#### Extract

Saturday, October 19, 2013

Week 9: thoughts on writing 'Separate Planes'

I wrote 'Separate Planes' on Oct. 5-6, 2010, i.e., during week 6 of the semester. The hardest part of writing it was dealing with the mental fallout from Week 5. Several people complimented 'Surgery, 'the example piece I used, and those compliments made me wish I could repeat my success so I could garner more praise.

But, alas, writing does not work that way. I knew I could write something competent and intelligent for week 9, but I also knew that inspiration comes when it comes and cannot be forced. One is only as good as one is on any given day, period.

The given day I wrote 'Surgery' was late in the afternoon when I was buzzed from dealing with strange students in a strange room in a way I don't usually deal with students. The idea came in a flash (that's 'inspiration'), and I could see the whole piece before I'd written a word.

That didn't happen for 'Separate Planes' and I had no reason to think it would (there's no button to push for 'inspiration, whatever the druggies tell you), so the corrupting effects of even a tiny bit of praise made 'Separate Planes' harder to start than it otherwise would have been. The whole time I was writing it, in fact, I was anticipatorily disappointed that I couldn't write another 'Surgery.' I wanted more praise, dammit!

If it's bad--I blame YOU!

So, while writers live for praise, it is not an unmixed good. One can become a praise addict and a praise whore, writing with only that goal in mind, doing things in the writing that one thinks will get one a fix of praise. That can't be good for the writing.

########
#### Record extracts

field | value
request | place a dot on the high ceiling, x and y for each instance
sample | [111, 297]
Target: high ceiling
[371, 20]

########
#### Record extracts

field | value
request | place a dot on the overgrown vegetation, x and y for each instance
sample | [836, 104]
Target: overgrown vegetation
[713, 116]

########

* **Assignment**: Copy the blog post from "But, alas, writing" to "given day, period.", changing "competent" to "capable". The listing comes from a different source than the blog post.

* **Exercise solution**:
But, alas, writing does not work that way. I knew I could write something capable and intelligent for week 9, but I also knew that inspiration comes when it comes and cannot be forced. One is only as good as one is on any given day, period.